Tout comme la Lettre modérée qui précède le Barbier annonce le plan du Mariage, la Préface de ce dernier esquisse le prochain chapitre, une pièce où « j’y prodiguerai les traits de la plus austère morale, et je tonnerai fortement sur les vices que j’ai trop ménagés ». Si les « jugements sur les mœurs se rapportent toujours aux femmes », il s’ensuit que le drame par lequel Beaumarchais prétend corriger les mœurs de son pays ne se nomme plus pour le valet célèbre, mais pour la belle Rosine du Barbier, devenue une pauvre Comtesse délaissée dans le Mariage, désormais une mère qui porte la culpabilité d’une faute devenue d’autant plus sérieuse par le passage du temps. Le démenti amèrement ironique qui clôt la Préface au Mariage de Figaro – que l’ouvrage ne représente aucunement les mœurs de son temps – n’a plus cours avec La Mére coupable, dont l’action se passe à Paris, dans un passé encore tout récent, avec tout ce que cela entraîne de changements pour la famille Almaviva. Aucune possibilité de se méprendre sur le contexte : le comte, dont les prérogatives nobiliaires (séduction de la jeune pupille noble, droit du seigneur sur la femme de son valet) motivent le récit des volets précédents, a dû renoncer à son titre pour ne pas « heurter les préjugés » des ses hôtes. Ainsi des personnages de la même condition que les spectateurs (à quelques millions d’or près !) sont empêtrés dans une intrigue sérieuse et larmoyante qui est la suite inavouée de toute comédie de cocuage : le mari berné voit la preuve de ses soupçons, chasse de sa maison l’enfant d’un autre qu’il y a élevé, et exècre la femme qui l’a définitivement trahi. L’anxiété masculine au sujet de la fidélité de la femme, moteur comique de maintes pièces, s’exploite à merveille dans le Mariage, où la jalousie du comte à propos des attentions encore innocentes du jeune Chérubin pour la comtesse est le fond de plusieurs scènes mémorables. A la lumière de ce qui suivra, ces jeux perdent de leur innocence, et la dernière scène du Mariage surtout prend une allure beaucoup plus sérieuse qui annonce La Mère coupable.

■ JEU DE DONNÉES

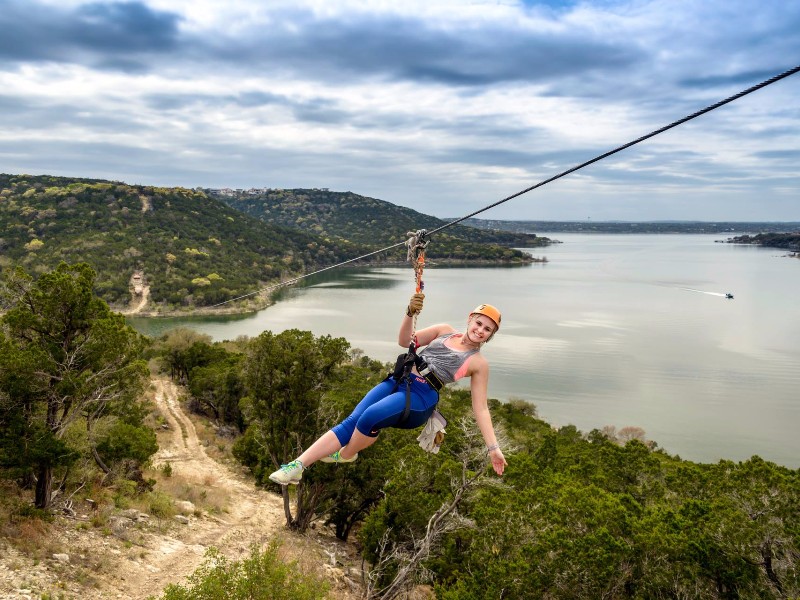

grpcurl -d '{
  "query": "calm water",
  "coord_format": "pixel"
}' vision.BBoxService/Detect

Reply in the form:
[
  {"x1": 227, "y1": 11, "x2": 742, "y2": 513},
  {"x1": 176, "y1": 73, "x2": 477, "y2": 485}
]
[{"x1": 133, "y1": 234, "x2": 800, "y2": 468}]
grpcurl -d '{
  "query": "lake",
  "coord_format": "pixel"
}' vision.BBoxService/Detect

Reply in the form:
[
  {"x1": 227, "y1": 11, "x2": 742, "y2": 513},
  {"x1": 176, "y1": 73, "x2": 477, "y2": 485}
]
[{"x1": 131, "y1": 233, "x2": 800, "y2": 468}]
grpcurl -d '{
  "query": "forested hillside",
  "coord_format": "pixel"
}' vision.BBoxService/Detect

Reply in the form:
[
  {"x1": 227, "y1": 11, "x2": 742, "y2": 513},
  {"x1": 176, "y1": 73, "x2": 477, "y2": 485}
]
[
  {"x1": 0, "y1": 264, "x2": 800, "y2": 600},
  {"x1": 0, "y1": 174, "x2": 546, "y2": 312},
  {"x1": 0, "y1": 175, "x2": 366, "y2": 309},
  {"x1": 207, "y1": 189, "x2": 550, "y2": 262}
]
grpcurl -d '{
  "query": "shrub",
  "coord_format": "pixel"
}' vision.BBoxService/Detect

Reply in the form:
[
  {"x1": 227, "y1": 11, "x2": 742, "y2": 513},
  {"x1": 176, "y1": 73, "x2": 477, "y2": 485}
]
[{"x1": 151, "y1": 540, "x2": 328, "y2": 600}]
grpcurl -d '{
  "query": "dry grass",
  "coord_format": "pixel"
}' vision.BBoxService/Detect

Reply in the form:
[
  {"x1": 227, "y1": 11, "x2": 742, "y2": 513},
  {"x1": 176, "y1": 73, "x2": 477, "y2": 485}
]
[
  {"x1": 184, "y1": 410, "x2": 241, "y2": 467},
  {"x1": 146, "y1": 468, "x2": 228, "y2": 515}
]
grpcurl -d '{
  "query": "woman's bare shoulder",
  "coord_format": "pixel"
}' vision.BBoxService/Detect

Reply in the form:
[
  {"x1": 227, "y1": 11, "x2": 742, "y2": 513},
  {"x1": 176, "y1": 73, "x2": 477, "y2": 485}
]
[{"x1": 417, "y1": 323, "x2": 455, "y2": 346}]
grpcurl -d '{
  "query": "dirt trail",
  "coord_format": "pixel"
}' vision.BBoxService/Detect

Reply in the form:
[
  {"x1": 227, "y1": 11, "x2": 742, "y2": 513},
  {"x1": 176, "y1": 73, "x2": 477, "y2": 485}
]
[
  {"x1": 122, "y1": 285, "x2": 150, "y2": 315},
  {"x1": 0, "y1": 377, "x2": 360, "y2": 600},
  {"x1": 102, "y1": 378, "x2": 285, "y2": 600}
]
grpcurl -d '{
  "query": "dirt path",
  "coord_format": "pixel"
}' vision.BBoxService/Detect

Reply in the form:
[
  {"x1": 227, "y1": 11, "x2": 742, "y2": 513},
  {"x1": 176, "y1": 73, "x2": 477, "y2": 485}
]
[
  {"x1": 122, "y1": 285, "x2": 150, "y2": 315},
  {"x1": 0, "y1": 377, "x2": 361, "y2": 600},
  {"x1": 102, "y1": 378, "x2": 285, "y2": 600}
]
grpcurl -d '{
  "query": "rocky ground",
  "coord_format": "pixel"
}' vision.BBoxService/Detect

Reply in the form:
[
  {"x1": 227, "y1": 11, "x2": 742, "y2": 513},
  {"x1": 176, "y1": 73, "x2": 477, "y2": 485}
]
[{"x1": 0, "y1": 378, "x2": 361, "y2": 600}]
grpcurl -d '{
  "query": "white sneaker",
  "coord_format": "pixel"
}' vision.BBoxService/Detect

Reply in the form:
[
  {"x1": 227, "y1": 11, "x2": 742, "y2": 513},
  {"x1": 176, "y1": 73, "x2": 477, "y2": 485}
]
[
  {"x1": 269, "y1": 460, "x2": 303, "y2": 485},
  {"x1": 319, "y1": 450, "x2": 358, "y2": 463}
]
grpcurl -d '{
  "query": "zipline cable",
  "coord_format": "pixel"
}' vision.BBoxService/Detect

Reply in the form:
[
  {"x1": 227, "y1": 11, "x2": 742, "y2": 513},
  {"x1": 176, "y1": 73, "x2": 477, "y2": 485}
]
[
  {"x1": 428, "y1": 65, "x2": 800, "y2": 235},
  {"x1": 209, "y1": 65, "x2": 800, "y2": 308},
  {"x1": 209, "y1": 242, "x2": 406, "y2": 308}
]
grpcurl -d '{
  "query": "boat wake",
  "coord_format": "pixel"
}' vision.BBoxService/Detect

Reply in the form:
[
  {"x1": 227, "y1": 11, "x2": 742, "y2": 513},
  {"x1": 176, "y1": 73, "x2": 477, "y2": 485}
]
[{"x1": 678, "y1": 288, "x2": 730, "y2": 298}]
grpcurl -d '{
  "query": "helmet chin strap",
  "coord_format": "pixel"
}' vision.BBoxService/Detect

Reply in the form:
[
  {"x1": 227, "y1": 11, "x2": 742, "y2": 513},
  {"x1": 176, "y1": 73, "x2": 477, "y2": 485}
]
[{"x1": 464, "y1": 317, "x2": 483, "y2": 348}]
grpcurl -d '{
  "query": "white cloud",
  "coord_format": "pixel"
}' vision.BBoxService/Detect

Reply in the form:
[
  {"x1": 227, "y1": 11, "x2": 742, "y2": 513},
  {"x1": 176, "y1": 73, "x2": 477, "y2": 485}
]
[{"x1": 0, "y1": 0, "x2": 800, "y2": 220}]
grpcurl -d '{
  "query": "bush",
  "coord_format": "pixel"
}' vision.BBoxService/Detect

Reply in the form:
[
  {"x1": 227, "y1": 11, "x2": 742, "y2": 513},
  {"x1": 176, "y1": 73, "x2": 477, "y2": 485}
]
[{"x1": 151, "y1": 540, "x2": 328, "y2": 600}]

■ CONSIGNE 1
D'après l'extrait consacré à Beaumarchais, à quoi le comte a-t-il dû renoncer pour ne pas « heurter les préjugés » de ses hôtes ?
■ CONSIGNE 2
Prolongez l'extrait consacré à Beaumarchais à partir de sa dernière phrase.
Le matériel ne sert pas ici.

■ RÉPONSE ATTENDUE 1
À son titre.

■ RÉPONSE ATTENDUE 2
La Mère coupable entraîne ainsi toute une histoire littéraire et politique avec elle, présentant les aventures continues des personnages bien connus du public pour avoir déjà paru dans les comédies les plus brillantes de la fin de l’ancien régime. Sa structure « rétrospective », dans laquelle l’action présente est entièrement motivée par des faits passés, inscrit ce passé irrémédiablement dans l’articulation des conflits actuels. On attribue le faible intérêt qu’elle suscite à sa première en 1792 à son refus de parler, comme le faisait beaucoup d’œuvres théâtrales de l’époque, des questions de l’actualité momentanée. En revanche, La Mère coupable propose une autre manière de considérer les tracasseries immédiates, posant la question de la réconciliation de la grande famille française désormais fracturée, et des dangers qui accompagnent l’avènement d’une politique moderne basée sur l’estime publique au lieu de la station sociale. L’auteur est conscient de l’avantage que lui procure ces personnages chéris de son public qui lui permettent de s’adresser à la nation entière par le biais de sa mémoire collective de la scène, et ainsi de diriger son attention non seulement sur le moment présent, mais sur la continuité (historique, sociale, et esthétique) des défis que confronte la France.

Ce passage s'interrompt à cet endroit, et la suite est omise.